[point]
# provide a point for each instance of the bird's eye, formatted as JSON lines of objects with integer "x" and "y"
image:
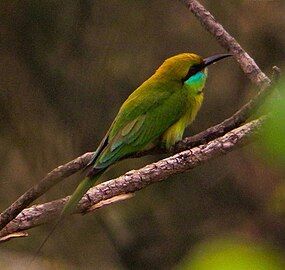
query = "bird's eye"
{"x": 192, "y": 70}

______________________________

- BRIEF -
Rewrite these rows with every "bird's eye" replaced by "bird's beak" and nothing else changed. Leave the pictures out.

- RESPONSE FOR THIS EXERCISE -
[point]
# provide a point for each instance of the bird's beak, formatted as JSON lines of objects with integer "x" and "y"
image:
query = "bird's beak"
{"x": 192, "y": 70}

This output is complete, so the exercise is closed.